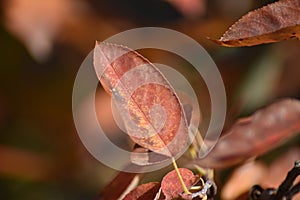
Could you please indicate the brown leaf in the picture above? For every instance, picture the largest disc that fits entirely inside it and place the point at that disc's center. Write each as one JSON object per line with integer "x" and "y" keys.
{"x": 171, "y": 186}
{"x": 272, "y": 23}
{"x": 151, "y": 111}
{"x": 254, "y": 135}
{"x": 144, "y": 192}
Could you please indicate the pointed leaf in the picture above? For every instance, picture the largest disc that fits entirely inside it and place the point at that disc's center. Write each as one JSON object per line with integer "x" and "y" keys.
{"x": 151, "y": 111}
{"x": 272, "y": 23}
{"x": 255, "y": 135}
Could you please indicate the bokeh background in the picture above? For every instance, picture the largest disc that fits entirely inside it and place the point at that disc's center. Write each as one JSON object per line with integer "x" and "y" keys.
{"x": 43, "y": 44}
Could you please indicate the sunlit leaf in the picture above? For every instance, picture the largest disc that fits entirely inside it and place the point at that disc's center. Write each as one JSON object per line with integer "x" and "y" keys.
{"x": 272, "y": 23}
{"x": 151, "y": 111}
{"x": 144, "y": 192}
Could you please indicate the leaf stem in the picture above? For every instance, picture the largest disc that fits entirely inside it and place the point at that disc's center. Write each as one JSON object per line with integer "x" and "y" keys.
{"x": 180, "y": 177}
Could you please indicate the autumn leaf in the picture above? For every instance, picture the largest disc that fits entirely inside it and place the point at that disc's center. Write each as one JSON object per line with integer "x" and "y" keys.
{"x": 171, "y": 186}
{"x": 272, "y": 23}
{"x": 144, "y": 192}
{"x": 255, "y": 135}
{"x": 150, "y": 109}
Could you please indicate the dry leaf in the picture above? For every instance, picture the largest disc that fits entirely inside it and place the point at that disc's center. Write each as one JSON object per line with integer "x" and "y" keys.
{"x": 151, "y": 111}
{"x": 253, "y": 136}
{"x": 144, "y": 192}
{"x": 171, "y": 186}
{"x": 272, "y": 23}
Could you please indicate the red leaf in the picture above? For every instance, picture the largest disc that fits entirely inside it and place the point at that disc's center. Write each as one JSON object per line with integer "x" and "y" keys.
{"x": 144, "y": 192}
{"x": 171, "y": 186}
{"x": 140, "y": 92}
{"x": 253, "y": 136}
{"x": 272, "y": 23}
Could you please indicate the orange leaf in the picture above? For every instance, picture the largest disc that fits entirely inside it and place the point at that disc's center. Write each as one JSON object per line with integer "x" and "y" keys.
{"x": 272, "y": 23}
{"x": 255, "y": 135}
{"x": 144, "y": 192}
{"x": 150, "y": 109}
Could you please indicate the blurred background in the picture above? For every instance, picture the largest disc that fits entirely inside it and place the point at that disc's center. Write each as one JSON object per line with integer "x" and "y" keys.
{"x": 43, "y": 44}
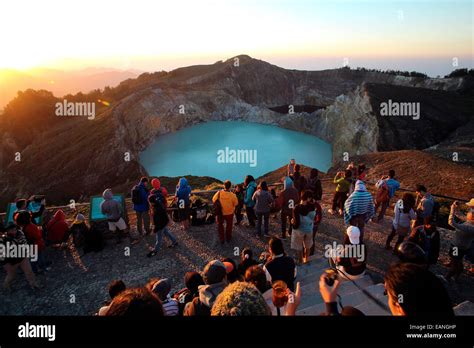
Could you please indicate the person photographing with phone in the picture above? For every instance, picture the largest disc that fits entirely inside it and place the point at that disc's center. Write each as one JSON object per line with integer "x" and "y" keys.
{"x": 463, "y": 238}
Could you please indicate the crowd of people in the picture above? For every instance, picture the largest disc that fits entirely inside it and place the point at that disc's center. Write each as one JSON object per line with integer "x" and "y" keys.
{"x": 266, "y": 286}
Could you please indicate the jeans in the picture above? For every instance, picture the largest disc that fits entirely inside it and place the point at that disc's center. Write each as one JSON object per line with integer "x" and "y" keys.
{"x": 228, "y": 219}
{"x": 40, "y": 263}
{"x": 143, "y": 218}
{"x": 359, "y": 221}
{"x": 286, "y": 218}
{"x": 266, "y": 218}
{"x": 383, "y": 208}
{"x": 159, "y": 237}
{"x": 251, "y": 215}
{"x": 339, "y": 200}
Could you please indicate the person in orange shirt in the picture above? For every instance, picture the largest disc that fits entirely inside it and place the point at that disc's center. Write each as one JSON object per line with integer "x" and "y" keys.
{"x": 225, "y": 202}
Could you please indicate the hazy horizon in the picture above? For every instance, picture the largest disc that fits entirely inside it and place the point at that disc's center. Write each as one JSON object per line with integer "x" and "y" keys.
{"x": 425, "y": 36}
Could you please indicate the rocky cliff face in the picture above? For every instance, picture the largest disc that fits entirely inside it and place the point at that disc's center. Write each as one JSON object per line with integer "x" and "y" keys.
{"x": 74, "y": 159}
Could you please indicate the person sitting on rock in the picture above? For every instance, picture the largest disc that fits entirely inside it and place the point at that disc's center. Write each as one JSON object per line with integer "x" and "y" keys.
{"x": 214, "y": 276}
{"x": 279, "y": 266}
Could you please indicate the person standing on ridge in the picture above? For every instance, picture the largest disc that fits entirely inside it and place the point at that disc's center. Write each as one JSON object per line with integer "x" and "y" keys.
{"x": 359, "y": 208}
{"x": 227, "y": 202}
{"x": 140, "y": 194}
{"x": 264, "y": 201}
{"x": 183, "y": 191}
{"x": 343, "y": 184}
{"x": 250, "y": 188}
{"x": 386, "y": 188}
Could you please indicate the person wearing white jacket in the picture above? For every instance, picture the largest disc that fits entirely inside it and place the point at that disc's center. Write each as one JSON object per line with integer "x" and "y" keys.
{"x": 404, "y": 214}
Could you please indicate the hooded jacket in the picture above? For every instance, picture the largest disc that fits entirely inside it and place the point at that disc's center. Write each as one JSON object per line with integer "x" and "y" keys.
{"x": 57, "y": 228}
{"x": 183, "y": 190}
{"x": 110, "y": 207}
{"x": 360, "y": 202}
{"x": 249, "y": 191}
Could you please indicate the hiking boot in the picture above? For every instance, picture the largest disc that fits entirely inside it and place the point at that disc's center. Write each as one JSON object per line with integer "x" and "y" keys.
{"x": 151, "y": 253}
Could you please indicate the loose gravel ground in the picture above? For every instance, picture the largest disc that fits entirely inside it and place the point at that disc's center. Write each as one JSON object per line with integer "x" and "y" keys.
{"x": 77, "y": 285}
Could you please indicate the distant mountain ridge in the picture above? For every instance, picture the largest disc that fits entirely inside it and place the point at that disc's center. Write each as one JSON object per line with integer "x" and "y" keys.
{"x": 75, "y": 158}
{"x": 58, "y": 81}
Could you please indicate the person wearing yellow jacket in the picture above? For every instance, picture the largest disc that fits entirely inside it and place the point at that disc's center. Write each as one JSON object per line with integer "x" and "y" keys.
{"x": 228, "y": 202}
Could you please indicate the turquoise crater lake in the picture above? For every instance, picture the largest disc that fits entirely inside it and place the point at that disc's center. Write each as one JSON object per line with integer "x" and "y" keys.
{"x": 215, "y": 149}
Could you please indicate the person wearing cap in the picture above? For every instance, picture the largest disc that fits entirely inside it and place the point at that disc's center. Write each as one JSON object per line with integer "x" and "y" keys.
{"x": 214, "y": 276}
{"x": 231, "y": 270}
{"x": 162, "y": 289}
{"x": 34, "y": 237}
{"x": 463, "y": 238}
{"x": 359, "y": 208}
{"x": 353, "y": 261}
{"x": 11, "y": 264}
{"x": 192, "y": 281}
{"x": 246, "y": 261}
{"x": 228, "y": 201}
{"x": 141, "y": 206}
{"x": 280, "y": 266}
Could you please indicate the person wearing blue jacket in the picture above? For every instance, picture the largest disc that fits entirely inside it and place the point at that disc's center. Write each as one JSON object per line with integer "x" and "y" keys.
{"x": 183, "y": 191}
{"x": 250, "y": 188}
{"x": 141, "y": 205}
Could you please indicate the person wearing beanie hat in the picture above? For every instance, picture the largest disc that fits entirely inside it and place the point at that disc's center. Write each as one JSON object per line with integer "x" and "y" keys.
{"x": 240, "y": 299}
{"x": 247, "y": 261}
{"x": 114, "y": 213}
{"x": 463, "y": 238}
{"x": 162, "y": 289}
{"x": 352, "y": 262}
{"x": 79, "y": 219}
{"x": 192, "y": 281}
{"x": 158, "y": 189}
{"x": 214, "y": 276}
{"x": 359, "y": 208}
{"x": 141, "y": 206}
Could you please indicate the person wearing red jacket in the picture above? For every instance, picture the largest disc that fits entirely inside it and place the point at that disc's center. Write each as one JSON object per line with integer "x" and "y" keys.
{"x": 317, "y": 220}
{"x": 34, "y": 236}
{"x": 57, "y": 228}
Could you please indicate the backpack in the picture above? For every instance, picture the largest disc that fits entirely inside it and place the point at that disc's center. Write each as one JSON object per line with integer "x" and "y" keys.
{"x": 218, "y": 205}
{"x": 383, "y": 194}
{"x": 137, "y": 195}
{"x": 435, "y": 211}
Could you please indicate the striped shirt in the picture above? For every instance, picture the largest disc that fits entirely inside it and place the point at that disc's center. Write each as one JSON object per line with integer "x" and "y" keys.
{"x": 360, "y": 202}
{"x": 170, "y": 306}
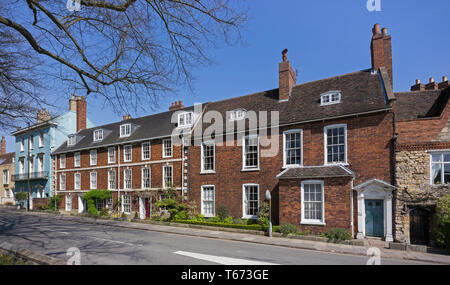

————————

- [What you are asked to do]: Everything from the line containing "Could you please indicate the striped" through the last line of the records above is to be reproduced exactly, except the pictures.

- [Answer space]:
Could you please indicate the striped shirt in the picture above? For every instance, picture the largest disc that fits entirely inside it and place the point at that disc's center. Write each as one JSON object per line with integer "x" and "y" keys.
{"x": 360, "y": 202}
{"x": 170, "y": 306}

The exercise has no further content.